Ionizable lipids are a class of lipid molecules which remain neutral at physiological pH, but are protonated at low pH, making them positively charged, ALC-0315 (Figure 1) is an example with the amine site that can be protonated at low pH.
Figure 1: Structure of ALC-0315
Ionizable lipids are one key component of Ionizable lipid nanoparticles (LNPs) which have been widely used for the systemic delivery of RNA therapeutics. Other lipid molecules in LNPs include helper lipid, cholesterol, and PEG lipid, etc.
Commonly reported ionizable lipid materials were reported for LNP formulations include C12-200, cKK-E12, and DLin-MC3-DMA). These LNPs showed an efficient gene silencing in the liver at the dosing level of 0.002 mg of siRNA/kg.

* * * * *

| ACTIVITY |
Continue the text on ionizable lipids from its last sentence. The records that follow come from a different source than the text about ionizable lipids.

* * * * *

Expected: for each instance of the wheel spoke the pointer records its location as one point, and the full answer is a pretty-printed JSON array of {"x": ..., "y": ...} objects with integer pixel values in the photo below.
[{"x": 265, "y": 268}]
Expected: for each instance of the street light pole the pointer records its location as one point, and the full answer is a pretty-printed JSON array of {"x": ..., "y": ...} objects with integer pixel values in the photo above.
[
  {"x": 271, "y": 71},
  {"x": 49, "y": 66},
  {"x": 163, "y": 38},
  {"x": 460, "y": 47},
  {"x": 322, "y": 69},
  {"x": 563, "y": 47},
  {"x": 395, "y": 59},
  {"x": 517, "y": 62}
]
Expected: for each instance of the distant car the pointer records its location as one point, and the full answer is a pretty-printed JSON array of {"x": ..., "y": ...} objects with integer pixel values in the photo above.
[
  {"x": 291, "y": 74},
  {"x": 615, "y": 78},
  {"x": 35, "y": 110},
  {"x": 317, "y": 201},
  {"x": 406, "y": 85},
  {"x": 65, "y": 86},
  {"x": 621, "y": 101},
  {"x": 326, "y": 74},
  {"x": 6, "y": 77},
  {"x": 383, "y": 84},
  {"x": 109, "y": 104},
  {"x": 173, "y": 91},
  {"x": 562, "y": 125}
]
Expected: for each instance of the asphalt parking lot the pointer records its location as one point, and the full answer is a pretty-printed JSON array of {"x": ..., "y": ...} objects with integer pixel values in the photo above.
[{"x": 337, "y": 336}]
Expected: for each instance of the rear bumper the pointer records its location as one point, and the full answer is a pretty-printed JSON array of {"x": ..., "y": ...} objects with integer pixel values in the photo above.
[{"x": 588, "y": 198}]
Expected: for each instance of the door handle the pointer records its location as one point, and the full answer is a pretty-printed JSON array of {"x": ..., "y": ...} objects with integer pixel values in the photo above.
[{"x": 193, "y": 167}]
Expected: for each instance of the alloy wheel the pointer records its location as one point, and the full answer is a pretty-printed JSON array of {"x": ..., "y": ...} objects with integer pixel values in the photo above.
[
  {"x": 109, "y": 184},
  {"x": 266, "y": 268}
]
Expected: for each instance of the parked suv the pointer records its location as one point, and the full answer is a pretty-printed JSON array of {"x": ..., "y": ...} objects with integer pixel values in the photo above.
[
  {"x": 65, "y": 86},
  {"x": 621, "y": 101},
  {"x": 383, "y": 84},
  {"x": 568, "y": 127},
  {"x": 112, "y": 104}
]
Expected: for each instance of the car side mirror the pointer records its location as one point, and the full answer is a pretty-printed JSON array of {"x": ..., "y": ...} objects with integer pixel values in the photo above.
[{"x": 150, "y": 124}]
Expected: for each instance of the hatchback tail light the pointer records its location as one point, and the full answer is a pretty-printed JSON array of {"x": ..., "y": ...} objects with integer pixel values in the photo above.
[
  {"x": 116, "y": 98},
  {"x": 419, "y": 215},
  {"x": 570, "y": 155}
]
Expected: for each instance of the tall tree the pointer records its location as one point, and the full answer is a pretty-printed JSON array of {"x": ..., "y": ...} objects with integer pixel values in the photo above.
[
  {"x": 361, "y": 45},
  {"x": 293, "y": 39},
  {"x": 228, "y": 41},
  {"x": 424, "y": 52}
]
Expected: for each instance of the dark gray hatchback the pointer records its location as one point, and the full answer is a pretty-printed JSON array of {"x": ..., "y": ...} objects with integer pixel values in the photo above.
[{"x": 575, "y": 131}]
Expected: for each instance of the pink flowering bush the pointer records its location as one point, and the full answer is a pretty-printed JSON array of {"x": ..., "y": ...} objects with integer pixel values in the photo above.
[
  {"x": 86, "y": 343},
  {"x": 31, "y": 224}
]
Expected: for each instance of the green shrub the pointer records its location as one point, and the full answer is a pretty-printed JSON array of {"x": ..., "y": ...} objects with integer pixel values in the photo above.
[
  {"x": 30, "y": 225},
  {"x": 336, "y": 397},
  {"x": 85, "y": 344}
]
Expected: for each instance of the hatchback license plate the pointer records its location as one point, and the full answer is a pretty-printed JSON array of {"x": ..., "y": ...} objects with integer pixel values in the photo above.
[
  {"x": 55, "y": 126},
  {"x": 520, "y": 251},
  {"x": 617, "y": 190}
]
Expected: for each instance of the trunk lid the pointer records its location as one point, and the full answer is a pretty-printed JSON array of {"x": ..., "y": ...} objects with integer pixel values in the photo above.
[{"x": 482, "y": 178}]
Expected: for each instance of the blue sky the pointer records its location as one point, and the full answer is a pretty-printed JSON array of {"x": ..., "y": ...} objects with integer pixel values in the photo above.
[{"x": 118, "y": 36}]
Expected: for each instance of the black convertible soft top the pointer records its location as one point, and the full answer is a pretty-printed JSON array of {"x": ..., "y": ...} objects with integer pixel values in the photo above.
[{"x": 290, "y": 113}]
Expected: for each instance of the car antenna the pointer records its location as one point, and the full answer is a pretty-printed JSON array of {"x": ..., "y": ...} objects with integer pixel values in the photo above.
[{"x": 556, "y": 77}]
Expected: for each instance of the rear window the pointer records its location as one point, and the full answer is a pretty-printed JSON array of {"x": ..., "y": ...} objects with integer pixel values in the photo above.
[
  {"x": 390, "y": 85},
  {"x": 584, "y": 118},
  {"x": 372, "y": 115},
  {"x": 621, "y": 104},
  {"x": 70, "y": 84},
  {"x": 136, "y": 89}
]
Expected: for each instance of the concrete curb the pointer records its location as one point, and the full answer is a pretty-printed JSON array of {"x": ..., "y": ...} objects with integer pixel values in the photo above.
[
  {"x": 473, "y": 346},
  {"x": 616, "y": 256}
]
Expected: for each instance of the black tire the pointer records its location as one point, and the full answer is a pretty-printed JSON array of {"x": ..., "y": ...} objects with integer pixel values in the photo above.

* * * * *

| ANSWER AREA |
The pH-sensitivity of ionizable lipids is beneficial for mRNA delivery in vivo, because neutral lipids have less interactions with the anionic membranes of blood cells which improves the biocompatibility of lipid nanoparticles. Trapped in endosomes, in which the pH is lower than the pH in the extracellular environment, ionizable lipids are protonated and become positively charged, which may promote membrane destabilization and facilitate endosomal escape of the nanoparticles. Ionizable Lipids promote endosome escape and reduce toxicity of lipid nanoparticles (LNP).